Required task>
Copy out, unchanged, the lines below from the one containing "For the evaluation set, tag every instance of the car windshield" through the one containing "[[405, 216], [67, 220], [152, 230]]", including both of those lines and nothing else.

___ Supplied data

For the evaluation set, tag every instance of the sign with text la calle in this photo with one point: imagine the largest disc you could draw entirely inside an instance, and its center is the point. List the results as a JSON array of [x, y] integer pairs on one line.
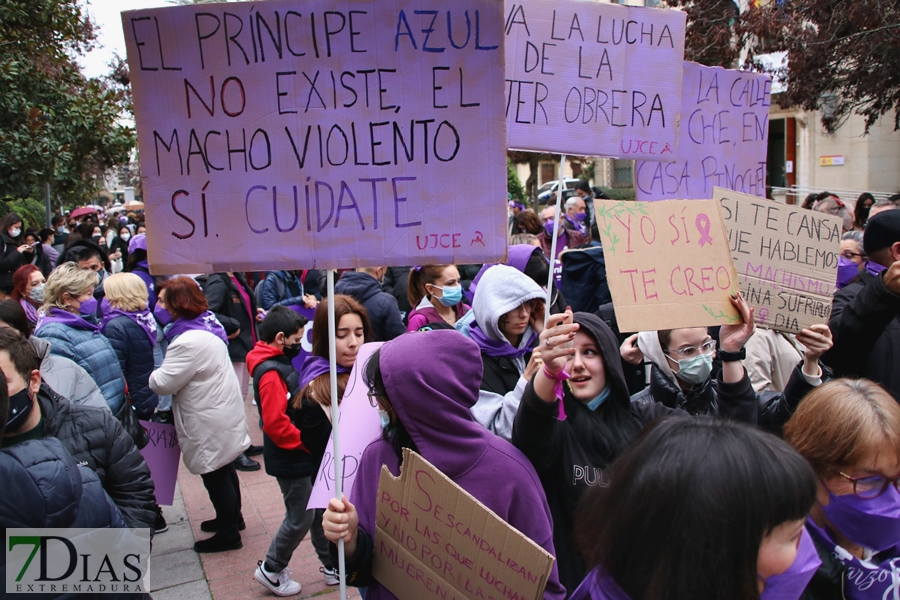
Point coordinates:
[[320, 134]]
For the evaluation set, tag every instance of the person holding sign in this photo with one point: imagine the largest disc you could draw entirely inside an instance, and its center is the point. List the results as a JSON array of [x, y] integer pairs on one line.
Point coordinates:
[[849, 431], [700, 508], [427, 410], [436, 295], [865, 315], [572, 434]]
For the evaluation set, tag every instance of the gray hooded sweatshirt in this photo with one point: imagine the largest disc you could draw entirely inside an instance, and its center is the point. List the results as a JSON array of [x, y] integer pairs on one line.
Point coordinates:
[[501, 290]]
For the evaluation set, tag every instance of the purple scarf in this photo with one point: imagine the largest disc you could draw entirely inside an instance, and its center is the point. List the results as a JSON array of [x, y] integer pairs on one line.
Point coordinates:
[[598, 585], [314, 366], [141, 318], [873, 268], [863, 582], [203, 322], [58, 315], [499, 348]]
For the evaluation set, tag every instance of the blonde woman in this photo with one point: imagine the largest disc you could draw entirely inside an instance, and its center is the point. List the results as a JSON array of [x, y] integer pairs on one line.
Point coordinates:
[[67, 321], [131, 329]]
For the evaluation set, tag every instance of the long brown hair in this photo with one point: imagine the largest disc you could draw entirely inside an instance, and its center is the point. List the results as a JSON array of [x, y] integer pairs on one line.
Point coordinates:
[[418, 278], [319, 389]]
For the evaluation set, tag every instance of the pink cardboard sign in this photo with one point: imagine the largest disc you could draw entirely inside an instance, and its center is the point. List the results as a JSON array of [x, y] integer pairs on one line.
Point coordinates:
[[359, 426], [162, 454], [593, 78], [723, 140], [320, 134]]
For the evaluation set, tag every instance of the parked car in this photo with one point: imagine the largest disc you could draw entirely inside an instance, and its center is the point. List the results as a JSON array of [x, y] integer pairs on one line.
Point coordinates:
[[547, 192]]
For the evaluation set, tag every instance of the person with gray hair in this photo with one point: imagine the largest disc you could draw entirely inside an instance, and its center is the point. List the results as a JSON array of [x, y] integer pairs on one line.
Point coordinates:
[[833, 205]]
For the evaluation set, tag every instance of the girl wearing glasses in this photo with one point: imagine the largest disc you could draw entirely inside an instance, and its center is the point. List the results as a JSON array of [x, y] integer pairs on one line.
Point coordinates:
[[849, 431]]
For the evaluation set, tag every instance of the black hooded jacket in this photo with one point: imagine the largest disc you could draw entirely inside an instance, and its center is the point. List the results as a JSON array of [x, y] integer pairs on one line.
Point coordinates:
[[571, 455]]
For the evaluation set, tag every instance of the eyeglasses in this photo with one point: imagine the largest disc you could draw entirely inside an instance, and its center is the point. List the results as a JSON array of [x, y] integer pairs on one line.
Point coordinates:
[[692, 351], [872, 486]]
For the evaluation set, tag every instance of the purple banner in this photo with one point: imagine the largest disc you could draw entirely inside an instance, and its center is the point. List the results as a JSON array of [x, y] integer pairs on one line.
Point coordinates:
[[162, 455]]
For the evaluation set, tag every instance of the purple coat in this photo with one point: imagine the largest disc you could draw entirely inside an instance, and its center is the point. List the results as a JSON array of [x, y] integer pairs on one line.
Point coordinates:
[[446, 435]]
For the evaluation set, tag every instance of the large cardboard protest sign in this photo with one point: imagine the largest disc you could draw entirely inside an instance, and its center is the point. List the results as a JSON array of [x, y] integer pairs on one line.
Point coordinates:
[[434, 540], [162, 453], [593, 78], [322, 133], [723, 139], [667, 263], [786, 258], [360, 425]]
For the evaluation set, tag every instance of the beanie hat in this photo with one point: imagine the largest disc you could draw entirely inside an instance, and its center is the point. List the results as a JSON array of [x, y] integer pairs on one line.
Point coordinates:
[[882, 231]]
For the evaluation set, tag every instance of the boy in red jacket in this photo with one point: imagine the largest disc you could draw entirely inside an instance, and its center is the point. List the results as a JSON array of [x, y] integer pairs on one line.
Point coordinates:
[[275, 383]]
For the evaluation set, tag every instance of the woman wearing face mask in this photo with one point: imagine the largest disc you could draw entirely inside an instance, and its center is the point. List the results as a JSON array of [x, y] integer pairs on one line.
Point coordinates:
[[574, 420], [314, 400], [849, 431], [853, 255], [427, 410], [436, 295], [28, 290], [509, 315], [14, 253], [67, 320], [209, 411], [131, 329], [118, 248], [700, 508]]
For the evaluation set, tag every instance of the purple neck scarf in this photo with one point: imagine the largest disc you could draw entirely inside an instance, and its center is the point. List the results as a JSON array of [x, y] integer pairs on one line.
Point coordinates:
[[875, 579], [203, 322], [58, 315], [314, 366], [142, 318], [598, 585], [874, 268], [499, 348]]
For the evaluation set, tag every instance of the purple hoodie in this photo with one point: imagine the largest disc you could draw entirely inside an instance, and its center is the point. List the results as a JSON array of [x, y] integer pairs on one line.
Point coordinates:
[[519, 255], [489, 468]]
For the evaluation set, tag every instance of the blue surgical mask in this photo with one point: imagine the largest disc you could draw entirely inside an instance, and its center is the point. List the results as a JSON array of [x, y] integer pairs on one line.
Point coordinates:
[[88, 308], [695, 370], [600, 399], [451, 296]]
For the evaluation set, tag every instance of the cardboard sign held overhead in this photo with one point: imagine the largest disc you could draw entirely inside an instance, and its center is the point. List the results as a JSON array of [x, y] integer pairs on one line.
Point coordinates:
[[359, 426], [320, 134], [786, 258], [434, 540], [667, 263], [592, 78], [723, 138]]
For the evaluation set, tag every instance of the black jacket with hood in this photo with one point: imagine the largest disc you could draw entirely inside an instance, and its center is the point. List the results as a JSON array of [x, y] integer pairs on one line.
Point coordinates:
[[381, 307], [96, 439], [571, 455], [865, 322]]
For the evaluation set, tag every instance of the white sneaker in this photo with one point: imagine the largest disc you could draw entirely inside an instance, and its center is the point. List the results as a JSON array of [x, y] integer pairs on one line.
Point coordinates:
[[279, 584], [331, 575]]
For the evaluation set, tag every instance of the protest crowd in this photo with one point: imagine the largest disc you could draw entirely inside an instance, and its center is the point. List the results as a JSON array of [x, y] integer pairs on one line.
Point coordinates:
[[721, 462]]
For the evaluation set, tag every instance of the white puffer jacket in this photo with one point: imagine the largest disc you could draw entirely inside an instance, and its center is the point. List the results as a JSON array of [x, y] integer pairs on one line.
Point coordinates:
[[206, 401]]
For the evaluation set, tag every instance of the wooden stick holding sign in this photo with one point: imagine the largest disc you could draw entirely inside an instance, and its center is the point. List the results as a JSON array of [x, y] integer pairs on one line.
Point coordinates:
[[786, 259], [667, 263]]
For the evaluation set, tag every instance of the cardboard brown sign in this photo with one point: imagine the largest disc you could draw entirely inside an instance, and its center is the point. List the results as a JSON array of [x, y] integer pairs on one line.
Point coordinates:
[[667, 263], [434, 540], [786, 258]]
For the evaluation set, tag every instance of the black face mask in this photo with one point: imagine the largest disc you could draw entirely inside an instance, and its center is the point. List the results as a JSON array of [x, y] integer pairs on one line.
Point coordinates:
[[20, 406], [292, 351]]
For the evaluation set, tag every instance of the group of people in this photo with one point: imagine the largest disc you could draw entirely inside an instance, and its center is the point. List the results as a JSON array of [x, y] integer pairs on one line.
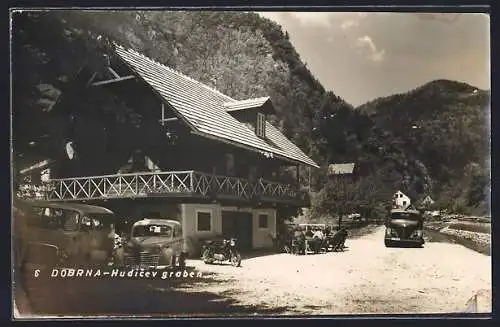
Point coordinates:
[[315, 239]]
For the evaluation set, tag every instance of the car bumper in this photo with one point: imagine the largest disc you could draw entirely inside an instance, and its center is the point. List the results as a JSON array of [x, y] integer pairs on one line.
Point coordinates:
[[404, 240]]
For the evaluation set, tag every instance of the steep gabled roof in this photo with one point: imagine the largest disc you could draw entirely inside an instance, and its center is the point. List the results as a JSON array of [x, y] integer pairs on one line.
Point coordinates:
[[202, 109], [341, 169], [263, 103]]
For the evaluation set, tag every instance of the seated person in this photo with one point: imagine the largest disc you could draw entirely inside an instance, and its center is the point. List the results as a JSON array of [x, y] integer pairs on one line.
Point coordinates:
[[318, 234]]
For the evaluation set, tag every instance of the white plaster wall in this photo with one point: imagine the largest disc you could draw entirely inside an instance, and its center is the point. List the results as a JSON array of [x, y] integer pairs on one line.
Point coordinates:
[[189, 221], [262, 236]]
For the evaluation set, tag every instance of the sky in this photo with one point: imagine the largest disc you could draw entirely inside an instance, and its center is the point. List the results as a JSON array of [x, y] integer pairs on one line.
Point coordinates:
[[363, 56]]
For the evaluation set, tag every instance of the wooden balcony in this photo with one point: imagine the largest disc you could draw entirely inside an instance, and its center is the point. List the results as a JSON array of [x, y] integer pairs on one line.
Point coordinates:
[[186, 184]]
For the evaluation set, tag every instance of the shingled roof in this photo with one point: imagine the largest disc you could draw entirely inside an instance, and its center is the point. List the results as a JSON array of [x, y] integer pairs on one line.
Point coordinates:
[[205, 110]]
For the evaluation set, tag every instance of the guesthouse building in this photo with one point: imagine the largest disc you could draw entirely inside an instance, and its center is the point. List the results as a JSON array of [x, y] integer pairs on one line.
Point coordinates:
[[214, 163]]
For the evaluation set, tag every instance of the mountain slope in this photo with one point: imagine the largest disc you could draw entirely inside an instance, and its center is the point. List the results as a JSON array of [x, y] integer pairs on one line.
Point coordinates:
[[444, 126], [244, 55]]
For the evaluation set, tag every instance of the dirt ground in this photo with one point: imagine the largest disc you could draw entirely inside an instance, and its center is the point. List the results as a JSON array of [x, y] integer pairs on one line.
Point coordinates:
[[366, 278]]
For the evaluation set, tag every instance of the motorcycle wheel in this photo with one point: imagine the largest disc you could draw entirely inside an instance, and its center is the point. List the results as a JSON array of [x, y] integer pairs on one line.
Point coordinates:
[[236, 260], [206, 257]]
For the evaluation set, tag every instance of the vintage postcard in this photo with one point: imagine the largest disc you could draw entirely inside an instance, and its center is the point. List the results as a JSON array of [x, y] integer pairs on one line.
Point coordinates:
[[207, 163]]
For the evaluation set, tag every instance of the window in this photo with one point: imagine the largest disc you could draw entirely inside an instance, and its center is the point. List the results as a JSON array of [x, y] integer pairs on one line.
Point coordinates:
[[230, 164], [263, 220], [260, 129], [203, 221]]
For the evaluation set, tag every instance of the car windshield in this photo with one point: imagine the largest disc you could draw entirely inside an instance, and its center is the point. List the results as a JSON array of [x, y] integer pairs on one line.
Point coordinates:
[[405, 216], [67, 220], [152, 230]]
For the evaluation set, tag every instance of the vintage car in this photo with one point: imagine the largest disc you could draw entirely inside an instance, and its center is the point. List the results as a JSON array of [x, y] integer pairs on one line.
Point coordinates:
[[46, 235], [155, 244], [404, 227], [61, 233]]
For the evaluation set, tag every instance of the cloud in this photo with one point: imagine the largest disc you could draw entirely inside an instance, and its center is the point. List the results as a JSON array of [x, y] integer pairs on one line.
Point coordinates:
[[350, 20], [366, 46], [348, 24], [314, 18]]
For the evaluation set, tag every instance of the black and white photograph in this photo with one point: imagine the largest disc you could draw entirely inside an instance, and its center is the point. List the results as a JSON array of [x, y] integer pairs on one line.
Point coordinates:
[[252, 162]]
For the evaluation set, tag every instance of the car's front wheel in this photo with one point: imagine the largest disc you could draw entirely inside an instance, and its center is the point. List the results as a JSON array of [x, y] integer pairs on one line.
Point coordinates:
[[236, 259]]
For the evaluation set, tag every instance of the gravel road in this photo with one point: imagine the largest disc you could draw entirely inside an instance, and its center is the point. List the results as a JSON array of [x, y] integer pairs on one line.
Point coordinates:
[[366, 278]]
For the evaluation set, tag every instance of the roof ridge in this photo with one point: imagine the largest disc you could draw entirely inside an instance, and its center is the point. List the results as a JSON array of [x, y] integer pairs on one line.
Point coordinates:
[[174, 71]]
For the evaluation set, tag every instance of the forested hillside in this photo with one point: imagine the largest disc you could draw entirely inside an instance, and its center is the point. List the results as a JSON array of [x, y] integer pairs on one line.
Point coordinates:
[[244, 55]]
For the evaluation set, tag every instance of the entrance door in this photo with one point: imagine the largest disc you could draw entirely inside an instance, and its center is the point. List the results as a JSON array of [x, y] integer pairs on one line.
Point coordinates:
[[238, 225]]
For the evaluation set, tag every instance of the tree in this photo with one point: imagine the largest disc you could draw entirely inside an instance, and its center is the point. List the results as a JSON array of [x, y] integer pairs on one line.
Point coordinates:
[[339, 197]]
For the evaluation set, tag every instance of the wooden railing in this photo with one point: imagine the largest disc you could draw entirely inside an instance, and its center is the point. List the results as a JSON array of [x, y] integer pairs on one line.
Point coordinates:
[[172, 183]]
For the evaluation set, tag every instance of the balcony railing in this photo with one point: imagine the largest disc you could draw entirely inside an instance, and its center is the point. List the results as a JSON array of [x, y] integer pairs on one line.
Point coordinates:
[[172, 184]]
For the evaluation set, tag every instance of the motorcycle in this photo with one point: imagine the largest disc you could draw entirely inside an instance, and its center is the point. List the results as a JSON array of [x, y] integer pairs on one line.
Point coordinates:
[[221, 250]]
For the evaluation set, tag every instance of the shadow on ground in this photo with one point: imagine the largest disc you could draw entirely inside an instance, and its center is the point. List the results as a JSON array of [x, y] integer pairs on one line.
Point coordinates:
[[136, 296]]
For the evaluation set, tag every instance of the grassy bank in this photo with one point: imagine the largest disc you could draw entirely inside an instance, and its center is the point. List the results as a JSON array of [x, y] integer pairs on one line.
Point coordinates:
[[473, 235]]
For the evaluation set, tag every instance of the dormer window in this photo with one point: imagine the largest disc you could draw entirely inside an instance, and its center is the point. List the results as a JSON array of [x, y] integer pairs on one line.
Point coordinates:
[[260, 128]]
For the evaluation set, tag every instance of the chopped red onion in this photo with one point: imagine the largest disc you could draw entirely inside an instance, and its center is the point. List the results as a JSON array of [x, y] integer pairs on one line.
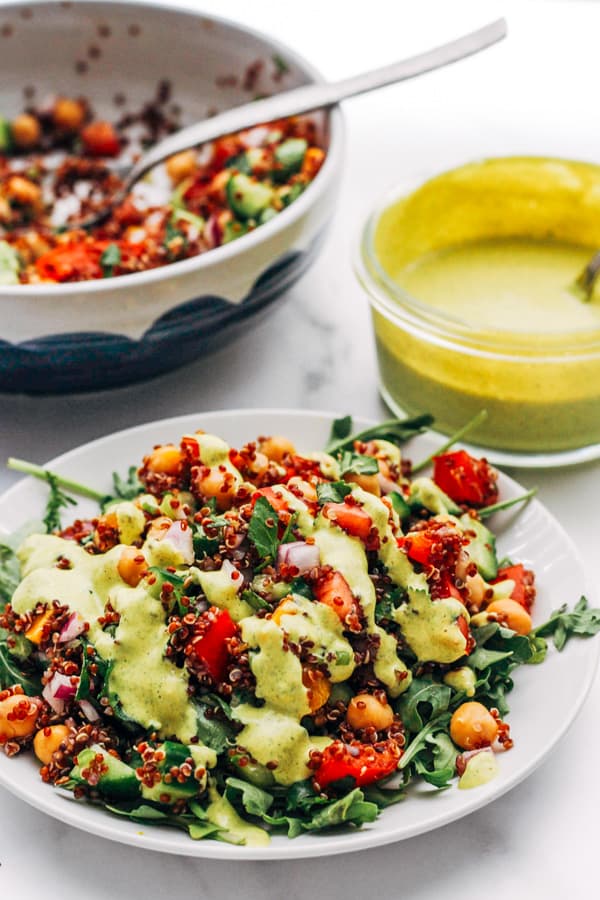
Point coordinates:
[[235, 575], [73, 627], [58, 690], [179, 534], [299, 554], [89, 710], [213, 233]]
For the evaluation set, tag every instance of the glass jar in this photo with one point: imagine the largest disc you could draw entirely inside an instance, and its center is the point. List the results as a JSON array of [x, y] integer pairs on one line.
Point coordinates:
[[541, 389]]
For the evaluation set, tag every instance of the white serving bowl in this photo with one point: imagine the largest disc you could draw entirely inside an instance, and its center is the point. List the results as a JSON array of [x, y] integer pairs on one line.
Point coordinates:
[[97, 334]]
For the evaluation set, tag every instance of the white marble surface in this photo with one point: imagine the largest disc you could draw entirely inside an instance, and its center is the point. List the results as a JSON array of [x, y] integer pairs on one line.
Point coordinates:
[[535, 94]]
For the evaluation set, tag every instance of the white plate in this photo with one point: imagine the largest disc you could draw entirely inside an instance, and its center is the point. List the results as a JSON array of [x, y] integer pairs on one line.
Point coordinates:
[[543, 705]]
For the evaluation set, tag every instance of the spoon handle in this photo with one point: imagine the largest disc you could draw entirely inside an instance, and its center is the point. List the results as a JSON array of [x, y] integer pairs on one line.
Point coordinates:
[[315, 96]]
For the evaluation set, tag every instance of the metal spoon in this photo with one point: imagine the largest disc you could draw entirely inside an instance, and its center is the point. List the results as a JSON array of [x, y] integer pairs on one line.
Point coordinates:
[[584, 284], [300, 100]]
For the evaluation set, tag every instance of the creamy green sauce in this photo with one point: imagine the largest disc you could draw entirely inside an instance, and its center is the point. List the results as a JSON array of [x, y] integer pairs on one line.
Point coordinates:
[[480, 769], [430, 627], [272, 736], [220, 812], [151, 689], [154, 692], [523, 285]]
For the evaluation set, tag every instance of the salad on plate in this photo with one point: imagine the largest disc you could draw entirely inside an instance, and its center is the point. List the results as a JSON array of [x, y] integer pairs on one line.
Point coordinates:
[[257, 640]]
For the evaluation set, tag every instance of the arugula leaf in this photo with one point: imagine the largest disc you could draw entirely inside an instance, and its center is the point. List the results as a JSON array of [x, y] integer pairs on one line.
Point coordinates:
[[254, 600], [57, 500], [254, 800], [127, 488], [110, 258], [212, 730], [332, 492], [397, 431], [21, 465], [358, 464], [263, 530], [562, 624], [423, 701], [436, 762], [12, 673], [206, 543]]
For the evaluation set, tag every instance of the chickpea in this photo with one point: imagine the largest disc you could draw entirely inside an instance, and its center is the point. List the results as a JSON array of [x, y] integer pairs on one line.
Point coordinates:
[[68, 114], [367, 711], [18, 715], [286, 607], [313, 160], [182, 166], [218, 183], [211, 482], [512, 614], [158, 527], [131, 566], [318, 687], [369, 483], [48, 740], [165, 459], [301, 488], [472, 726], [35, 632], [276, 447], [24, 191], [26, 131]]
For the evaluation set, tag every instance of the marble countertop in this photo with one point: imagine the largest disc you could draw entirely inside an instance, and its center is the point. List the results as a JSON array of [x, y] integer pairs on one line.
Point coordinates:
[[533, 95]]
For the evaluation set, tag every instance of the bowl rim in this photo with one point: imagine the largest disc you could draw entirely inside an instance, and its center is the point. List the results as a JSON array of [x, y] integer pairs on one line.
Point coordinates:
[[218, 255], [403, 309]]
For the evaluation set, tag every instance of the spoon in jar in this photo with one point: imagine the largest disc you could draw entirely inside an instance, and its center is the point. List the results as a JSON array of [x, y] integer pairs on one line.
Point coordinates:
[[297, 101], [583, 286]]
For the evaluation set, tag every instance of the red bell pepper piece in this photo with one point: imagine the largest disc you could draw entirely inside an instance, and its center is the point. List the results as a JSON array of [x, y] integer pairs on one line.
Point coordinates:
[[353, 519], [211, 647], [466, 479], [365, 763]]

______

Exercise output>
For the evaluation set, tag every instance of the car windshield in this photo with one point: imagine the largest disc you could draw entirely inside an instance, and its center is the point. List the results as a JSON array of [x, y] integer pairs on one line.
Point coordinates:
[[405, 216], [67, 220], [152, 230]]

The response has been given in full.